(Records taken from a collection)
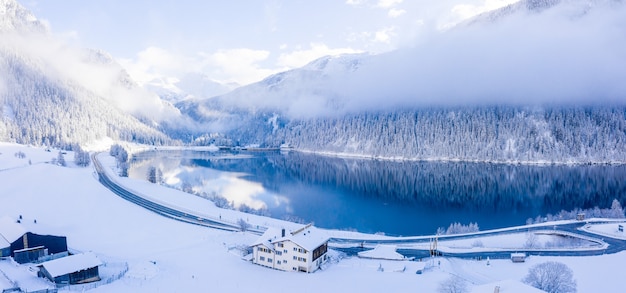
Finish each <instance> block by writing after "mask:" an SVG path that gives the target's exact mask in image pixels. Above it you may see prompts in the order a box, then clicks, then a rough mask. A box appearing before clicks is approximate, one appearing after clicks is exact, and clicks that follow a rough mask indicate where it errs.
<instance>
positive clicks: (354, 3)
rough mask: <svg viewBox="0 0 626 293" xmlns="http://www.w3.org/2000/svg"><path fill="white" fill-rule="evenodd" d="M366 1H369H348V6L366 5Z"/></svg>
mask: <svg viewBox="0 0 626 293" xmlns="http://www.w3.org/2000/svg"><path fill="white" fill-rule="evenodd" d="M366 1H367V0H346V4H348V5H355V6H357V5H362V4H365V2H366Z"/></svg>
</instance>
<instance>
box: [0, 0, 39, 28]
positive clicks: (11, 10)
mask: <svg viewBox="0 0 626 293" xmlns="http://www.w3.org/2000/svg"><path fill="white" fill-rule="evenodd" d="M7 31H18V32H21V33H32V32H37V33H43V32H47V31H48V29H47V28H46V26H45V25H44V24H43V23H41V22H40V21H39V20H37V18H36V17H35V16H34V15H33V14H32V13H31V12H30V11H28V9H25V8H24V7H22V5H20V4H19V3H17V1H16V0H0V32H7Z"/></svg>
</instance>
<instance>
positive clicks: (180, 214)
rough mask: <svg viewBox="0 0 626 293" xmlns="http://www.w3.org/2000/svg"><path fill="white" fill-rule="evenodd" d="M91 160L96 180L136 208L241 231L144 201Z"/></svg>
mask: <svg viewBox="0 0 626 293" xmlns="http://www.w3.org/2000/svg"><path fill="white" fill-rule="evenodd" d="M91 160H92V161H93V164H94V167H95V171H96V173H97V175H98V180H99V181H100V183H101V184H102V185H104V186H105V187H106V188H108V189H109V190H111V191H112V192H113V193H115V194H117V195H118V196H119V197H121V198H123V199H125V200H128V201H130V202H132V203H134V204H136V205H138V206H141V207H143V208H145V209H147V210H150V211H152V212H155V213H157V214H159V215H162V216H164V217H168V218H171V219H174V220H178V221H182V222H185V223H190V224H194V225H200V226H205V227H210V228H215V229H220V230H226V231H241V230H242V227H241V225H239V224H237V223H230V222H226V221H220V220H218V219H210V218H207V217H204V216H200V215H196V214H193V213H190V212H183V211H180V210H178V209H176V208H175V207H172V206H166V205H165V204H161V203H157V202H154V201H151V200H149V199H146V198H145V197H142V196H140V195H138V194H135V193H133V192H131V191H130V190H128V189H125V188H124V187H123V186H121V185H119V184H118V183H116V182H115V181H113V180H111V179H110V178H109V177H108V175H107V173H106V172H105V170H104V168H103V167H102V164H101V163H100V161H98V159H97V153H96V154H93V155H92V156H91ZM248 230H249V231H250V232H253V233H257V234H261V233H262V232H263V231H262V229H253V228H250V229H248Z"/></svg>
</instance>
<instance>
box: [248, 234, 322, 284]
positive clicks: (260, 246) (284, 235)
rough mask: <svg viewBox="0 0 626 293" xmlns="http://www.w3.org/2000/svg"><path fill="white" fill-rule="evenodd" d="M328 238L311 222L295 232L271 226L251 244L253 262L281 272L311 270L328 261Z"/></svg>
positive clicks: (309, 271)
mask: <svg viewBox="0 0 626 293" xmlns="http://www.w3.org/2000/svg"><path fill="white" fill-rule="evenodd" d="M328 239H329V237H328V236H327V235H326V234H325V233H324V232H323V231H321V230H319V229H317V228H315V227H313V226H312V225H311V224H309V225H306V226H304V227H302V228H300V229H297V230H294V231H286V230H285V229H274V228H270V229H268V230H267V231H265V233H264V234H263V235H262V236H261V237H260V238H259V239H258V240H257V241H256V242H255V243H254V244H252V245H251V246H252V252H253V256H254V258H253V262H254V263H255V264H258V265H262V266H265V267H268V268H273V269H277V270H282V271H294V272H306V273H312V272H314V271H316V270H317V269H319V268H320V267H321V266H322V264H323V263H324V262H325V261H326V260H327V255H326V253H327V251H328Z"/></svg>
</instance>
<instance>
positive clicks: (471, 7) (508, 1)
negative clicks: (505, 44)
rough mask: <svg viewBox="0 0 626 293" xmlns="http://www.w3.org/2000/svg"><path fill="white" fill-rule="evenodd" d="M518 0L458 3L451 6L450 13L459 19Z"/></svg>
mask: <svg viewBox="0 0 626 293" xmlns="http://www.w3.org/2000/svg"><path fill="white" fill-rule="evenodd" d="M518 1H519V0H483V1H482V3H480V4H479V5H473V4H458V5H455V6H454V7H452V14H453V15H454V16H456V18H457V20H458V21H460V20H464V19H468V18H470V17H472V16H475V15H478V14H481V13H483V12H487V11H490V10H494V9H498V8H500V7H504V6H506V5H509V4H512V3H515V2H518Z"/></svg>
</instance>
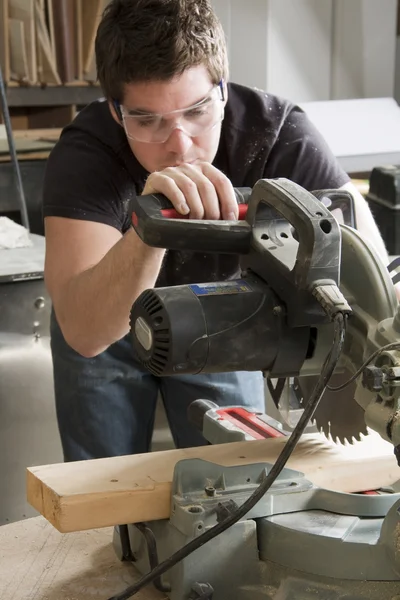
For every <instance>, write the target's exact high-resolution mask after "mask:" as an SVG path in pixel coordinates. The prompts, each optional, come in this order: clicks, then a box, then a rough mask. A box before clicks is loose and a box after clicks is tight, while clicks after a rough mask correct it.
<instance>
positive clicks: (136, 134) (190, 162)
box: [122, 65, 226, 173]
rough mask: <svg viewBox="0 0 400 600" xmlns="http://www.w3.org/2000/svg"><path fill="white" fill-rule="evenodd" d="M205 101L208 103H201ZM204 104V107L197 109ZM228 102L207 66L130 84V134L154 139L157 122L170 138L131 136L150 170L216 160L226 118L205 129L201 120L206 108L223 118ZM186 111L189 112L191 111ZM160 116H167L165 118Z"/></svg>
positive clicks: (208, 109)
mask: <svg viewBox="0 0 400 600" xmlns="http://www.w3.org/2000/svg"><path fill="white" fill-rule="evenodd" d="M210 94H211V95H210ZM225 94H226V90H225ZM203 100H204V104H201V102H202V101H203ZM210 102H213V104H212V105H211V104H210ZM198 103H200V104H199V107H198V108H196V107H194V105H196V104H198ZM223 106H224V103H223V102H222V100H221V99H220V90H219V89H218V88H216V87H215V86H213V83H212V82H211V79H210V76H209V74H208V72H207V69H206V68H205V67H204V66H202V65H201V66H198V67H193V68H191V69H188V70H187V71H185V72H184V73H183V74H182V75H181V76H179V77H177V78H174V79H173V80H170V81H150V82H143V83H130V84H127V85H126V86H125V93H124V98H123V102H122V112H123V114H124V121H125V130H126V131H127V132H128V133H129V131H132V136H133V137H135V133H136V135H137V136H138V137H139V138H140V139H142V138H143V136H144V137H147V136H149V137H152V139H153V138H154V134H153V135H152V136H150V135H149V132H150V131H151V132H153V130H155V127H154V125H155V122H157V123H160V128H158V125H157V129H156V130H155V131H156V132H157V133H156V134H155V135H158V136H159V137H160V138H164V137H166V138H167V139H165V140H164V139H163V141H161V142H157V143H155V142H154V141H150V142H145V141H138V140H137V139H132V137H129V134H128V142H129V145H130V147H131V149H132V152H133V153H134V155H135V156H136V158H137V160H138V161H139V162H140V163H141V165H142V166H143V167H144V168H145V169H146V170H147V171H148V172H149V173H153V172H154V171H161V170H162V169H165V168H166V167H176V166H179V165H180V164H182V163H193V162H196V161H206V162H210V163H211V162H212V161H213V160H214V157H215V155H216V152H217V149H218V144H219V139H220V134H221V118H219V119H218V120H217V122H216V123H215V124H214V126H213V127H212V128H209V127H205V131H201V132H200V130H201V127H199V126H198V123H201V121H200V120H199V119H204V118H207V116H206V117H204V116H203V114H204V113H205V112H206V111H211V110H214V111H217V112H216V113H215V114H216V115H217V117H218V115H220V117H222V115H223V112H222V111H223ZM192 107H193V108H192ZM185 109H189V110H188V111H187V112H185ZM173 111H179V112H173ZM201 111H202V112H201ZM218 111H220V112H218ZM166 113H167V114H166ZM213 114H214V113H213ZM154 115H156V116H154ZM158 115H165V117H163V118H162V119H160V118H159V117H158ZM198 115H200V117H199V116H198ZM129 117H133V119H130V118H129ZM214 120H215V119H214ZM192 128H193V131H195V134H196V135H195V136H194V137H192V136H191V135H188V132H189V131H191V130H192ZM198 130H199V132H198ZM160 132H161V135H159V133H160Z"/></svg>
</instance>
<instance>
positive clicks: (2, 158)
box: [0, 151, 50, 163]
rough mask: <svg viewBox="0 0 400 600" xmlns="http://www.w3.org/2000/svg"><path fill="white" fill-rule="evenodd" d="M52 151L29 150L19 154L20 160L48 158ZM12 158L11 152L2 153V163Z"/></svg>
mask: <svg viewBox="0 0 400 600" xmlns="http://www.w3.org/2000/svg"><path fill="white" fill-rule="evenodd" d="M49 154H50V152H48V151H47V152H27V153H26V154H24V153H22V154H17V157H18V160H19V161H23V160H47V159H48V158H49ZM10 161H11V158H10V155H9V154H4V155H1V154H0V163H4V162H10Z"/></svg>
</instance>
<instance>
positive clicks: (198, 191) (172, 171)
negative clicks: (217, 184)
mask: <svg viewBox="0 0 400 600" xmlns="http://www.w3.org/2000/svg"><path fill="white" fill-rule="evenodd" d="M164 173H165V174H166V175H167V176H168V177H171V179H173V180H174V182H175V184H176V185H177V186H178V188H179V189H180V191H181V192H182V194H183V196H184V198H185V200H186V204H187V205H188V207H189V217H190V218H191V219H203V218H204V212H205V211H204V206H203V202H202V199H201V197H200V191H199V188H198V184H197V182H196V181H195V180H194V178H193V177H189V176H188V175H187V174H186V173H185V171H184V169H183V168H182V167H179V168H174V167H169V168H168V169H165V171H164Z"/></svg>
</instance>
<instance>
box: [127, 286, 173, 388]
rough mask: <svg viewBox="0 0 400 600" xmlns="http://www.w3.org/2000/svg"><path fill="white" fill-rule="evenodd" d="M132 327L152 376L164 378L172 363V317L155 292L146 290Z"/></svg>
mask: <svg viewBox="0 0 400 600" xmlns="http://www.w3.org/2000/svg"><path fill="white" fill-rule="evenodd" d="M130 327H131V332H133V333H134V335H133V339H134V346H135V348H136V350H137V351H138V353H139V356H140V359H141V361H142V363H143V365H144V366H145V367H146V369H148V370H149V371H150V373H153V374H154V375H157V376H160V375H162V374H163V372H164V370H165V367H166V365H167V364H168V359H169V352H170V347H171V335H170V327H169V319H168V315H167V313H166V310H165V308H164V306H163V303H162V302H161V300H160V298H159V296H158V295H157V293H156V292H155V291H154V290H146V291H145V292H143V293H142V294H141V295H140V297H139V298H138V300H137V301H136V302H135V304H134V306H133V308H132V311H131V319H130ZM138 329H140V331H141V332H142V333H141V335H138Z"/></svg>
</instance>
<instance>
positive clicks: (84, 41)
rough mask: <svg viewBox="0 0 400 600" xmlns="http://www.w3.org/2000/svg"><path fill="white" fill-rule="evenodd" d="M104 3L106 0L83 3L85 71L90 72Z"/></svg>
mask: <svg viewBox="0 0 400 600" xmlns="http://www.w3.org/2000/svg"><path fill="white" fill-rule="evenodd" d="M104 5H105V2H104V0H84V2H83V3H82V16H81V19H82V21H81V22H82V63H83V72H84V73H88V72H90V68H91V65H92V62H93V53H94V40H95V37H96V32H97V27H98V24H99V21H100V17H101V12H102V10H103V8H104Z"/></svg>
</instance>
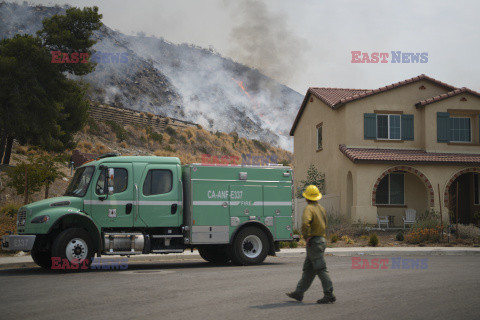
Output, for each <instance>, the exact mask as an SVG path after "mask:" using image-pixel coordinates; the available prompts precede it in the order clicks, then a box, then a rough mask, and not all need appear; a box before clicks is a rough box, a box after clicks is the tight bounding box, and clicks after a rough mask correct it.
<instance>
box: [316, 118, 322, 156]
mask: <svg viewBox="0 0 480 320" xmlns="http://www.w3.org/2000/svg"><path fill="white" fill-rule="evenodd" d="M322 126H323V124H319V125H317V150H322Z"/></svg>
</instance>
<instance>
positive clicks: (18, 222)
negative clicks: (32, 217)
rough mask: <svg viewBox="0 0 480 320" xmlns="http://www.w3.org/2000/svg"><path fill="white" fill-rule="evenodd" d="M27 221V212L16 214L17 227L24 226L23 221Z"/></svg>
mask: <svg viewBox="0 0 480 320" xmlns="http://www.w3.org/2000/svg"><path fill="white" fill-rule="evenodd" d="M26 220H27V211H26V210H22V211H19V212H18V214H17V227H23V226H25V221H26Z"/></svg>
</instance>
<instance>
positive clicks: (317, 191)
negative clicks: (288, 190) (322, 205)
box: [302, 184, 322, 201]
mask: <svg viewBox="0 0 480 320" xmlns="http://www.w3.org/2000/svg"><path fill="white" fill-rule="evenodd" d="M302 195H303V197H304V198H305V199H307V200H310V201H317V200H320V199H322V194H321V193H320V190H318V188H317V186H314V185H313V184H311V185H309V186H308V187H307V188H306V189H305V192H304V193H302Z"/></svg>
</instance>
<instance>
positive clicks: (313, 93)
mask: <svg viewBox="0 0 480 320" xmlns="http://www.w3.org/2000/svg"><path fill="white" fill-rule="evenodd" d="M371 91H372V90H367V89H339V88H309V89H308V92H310V93H311V94H313V95H314V96H315V97H317V98H318V99H320V100H322V101H323V102H325V104H326V105H328V106H330V107H332V108H333V107H334V106H335V105H336V104H337V103H339V102H340V101H342V100H344V99H346V98H350V97H357V96H359V95H360V94H365V93H367V92H371Z"/></svg>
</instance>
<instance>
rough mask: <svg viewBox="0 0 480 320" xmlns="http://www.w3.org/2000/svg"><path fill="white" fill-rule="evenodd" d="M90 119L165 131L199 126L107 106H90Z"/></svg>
mask: <svg viewBox="0 0 480 320" xmlns="http://www.w3.org/2000/svg"><path fill="white" fill-rule="evenodd" d="M89 114H90V117H91V118H93V119H94V120H100V121H107V120H111V121H115V122H117V123H120V124H123V125H127V124H130V125H139V126H149V127H152V128H154V129H157V130H160V131H163V130H165V128H166V127H167V126H172V127H177V128H185V127H190V126H197V124H196V123H193V122H189V121H184V120H179V119H175V118H169V117H163V116H159V115H155V114H153V113H146V112H140V111H135V110H131V109H124V108H117V107H112V106H107V105H93V104H92V105H90V111H89Z"/></svg>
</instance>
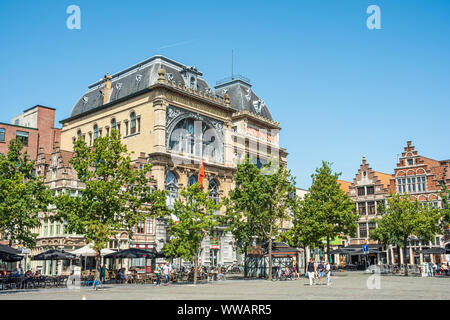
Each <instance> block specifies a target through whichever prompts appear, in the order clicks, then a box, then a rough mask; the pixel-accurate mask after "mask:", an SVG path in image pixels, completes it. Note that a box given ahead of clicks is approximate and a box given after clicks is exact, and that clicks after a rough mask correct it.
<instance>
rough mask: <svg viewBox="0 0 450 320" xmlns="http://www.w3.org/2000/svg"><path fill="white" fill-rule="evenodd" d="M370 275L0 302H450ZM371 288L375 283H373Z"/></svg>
mask: <svg viewBox="0 0 450 320" xmlns="http://www.w3.org/2000/svg"><path fill="white" fill-rule="evenodd" d="M369 277H370V275H369V274H364V273H362V272H345V273H339V274H337V275H336V276H333V277H332V285H331V286H330V287H327V286H326V285H314V286H312V287H310V286H309V285H307V284H309V282H308V280H307V279H305V278H302V279H301V280H295V281H273V282H269V281H265V280H227V281H221V282H214V283H204V284H199V285H197V286H193V285H189V284H179V285H177V284H174V285H170V286H167V287H164V286H160V287H156V286H154V285H106V286H105V287H104V288H103V289H101V290H99V291H96V292H95V291H93V290H92V289H91V288H84V287H83V288H82V289H79V290H69V289H40V290H34V291H33V290H29V291H27V292H5V291H3V292H2V291H0V300H31V299H43V300H51V299H69V300H81V299H82V297H83V295H84V296H85V298H86V299H87V300H105V299H118V300H127V299H129V300H158V299H162V300H175V299H179V300H191V299H195V300H210V299H217V300H222V299H228V300H253V299H261V300H276V299H282V300H304V299H314V300H317V299H342V300H358V299H390V300H391V299H445V300H450V291H449V288H450V277H449V278H421V277H407V278H406V277H401V276H381V277H380V289H372V290H371V289H368V287H367V281H368V278H369ZM371 283H372V286H373V285H374V282H371Z"/></svg>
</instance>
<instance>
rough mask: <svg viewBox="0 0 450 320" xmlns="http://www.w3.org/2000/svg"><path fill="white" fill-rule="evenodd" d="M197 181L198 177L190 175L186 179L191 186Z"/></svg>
mask: <svg viewBox="0 0 450 320" xmlns="http://www.w3.org/2000/svg"><path fill="white" fill-rule="evenodd" d="M197 182H198V179H197V177H196V176H190V177H189V180H188V185H189V186H192V185H194V184H196V183H197Z"/></svg>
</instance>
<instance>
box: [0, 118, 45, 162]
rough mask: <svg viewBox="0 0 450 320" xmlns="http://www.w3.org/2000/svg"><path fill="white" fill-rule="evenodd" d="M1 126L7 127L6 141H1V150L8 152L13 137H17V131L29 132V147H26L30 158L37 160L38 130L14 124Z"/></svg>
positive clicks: (5, 133) (37, 149)
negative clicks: (19, 125)
mask: <svg viewBox="0 0 450 320" xmlns="http://www.w3.org/2000/svg"><path fill="white" fill-rule="evenodd" d="M0 128H3V129H5V142H0V152H1V153H3V154H7V153H8V146H9V143H10V142H11V140H12V139H15V138H16V131H23V132H28V134H29V136H28V147H25V148H24V149H25V150H26V151H27V153H28V156H29V157H30V159H32V160H35V159H36V157H37V152H38V131H37V130H33V129H30V128H24V127H18V126H13V125H4V124H0Z"/></svg>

§ TO DO
Can you reproduce the lines above, from the one containing "101L208 103H201ZM204 104V107L197" through the one containing "positive clicks: (208, 109)", character for character?

§ TASK RESULT
rough mask: <svg viewBox="0 0 400 600" xmlns="http://www.w3.org/2000/svg"><path fill="white" fill-rule="evenodd" d="M205 101L208 103H201ZM204 104V107L197 109ZM228 102L207 66L130 84V134L154 139L157 122L170 138L131 136L150 170L216 160L226 118L205 129L201 120L206 108L223 118ZM186 111L189 112L191 111ZM160 116H167L165 118Z"/></svg>
positive clicks: (208, 109)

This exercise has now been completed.